Exercise → From the records below, print only the part that opens with the line containing "point: wood paneled" and closes with the line containing "point: chrome faucet"; omit the pictures.

+++ Data provided +++

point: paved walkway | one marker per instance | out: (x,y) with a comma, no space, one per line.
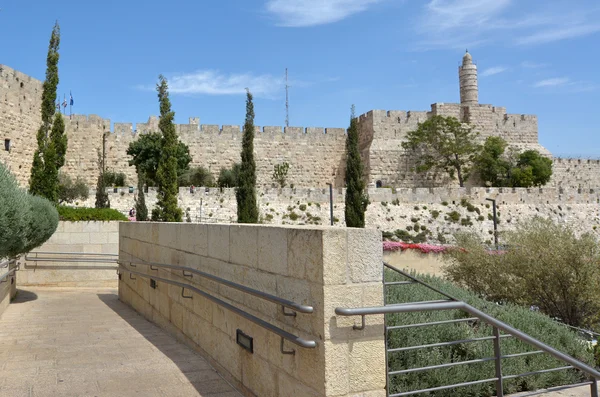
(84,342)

+++
+++ Data provided +++

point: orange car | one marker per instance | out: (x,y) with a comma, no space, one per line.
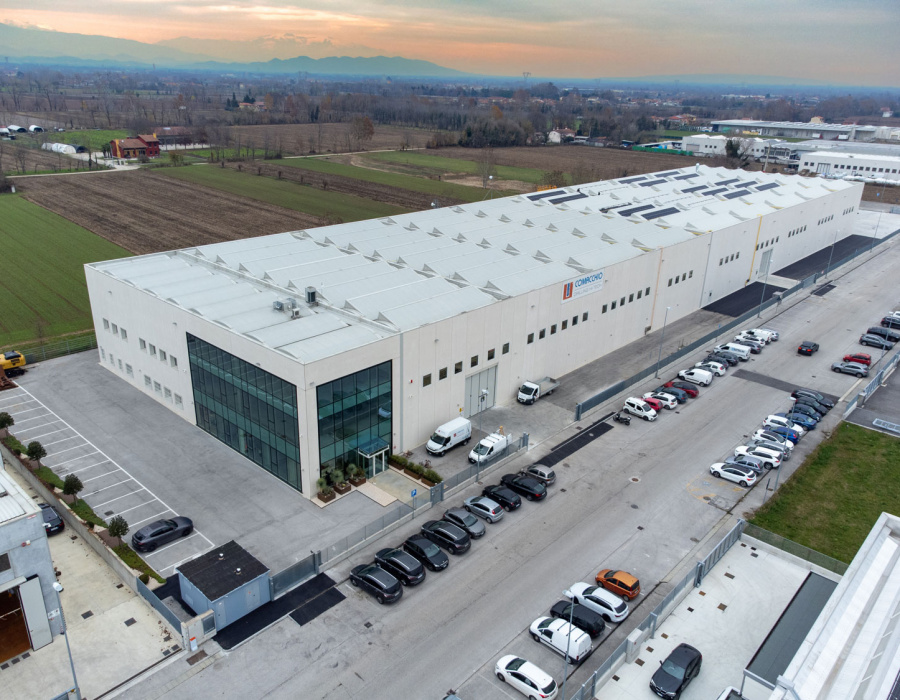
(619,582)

+++
+++ Data provided +++

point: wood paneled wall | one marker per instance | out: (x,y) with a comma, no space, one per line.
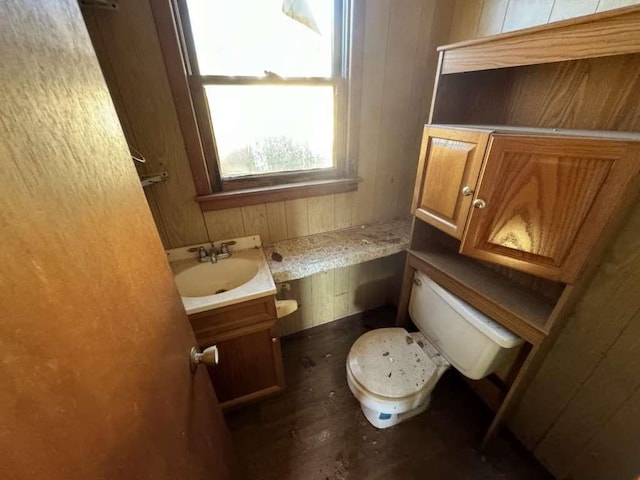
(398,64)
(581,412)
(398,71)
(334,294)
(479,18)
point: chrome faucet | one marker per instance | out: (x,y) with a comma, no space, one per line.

+++

Solution below →
point: wood paneled wall | one marker per instance | out: (x,y) with a comma, no space, one per line.
(398,64)
(581,412)
(398,71)
(334,294)
(479,18)
point: chrome faucet | one marker per instance | out: (x,y) with a comma, no space, one per line.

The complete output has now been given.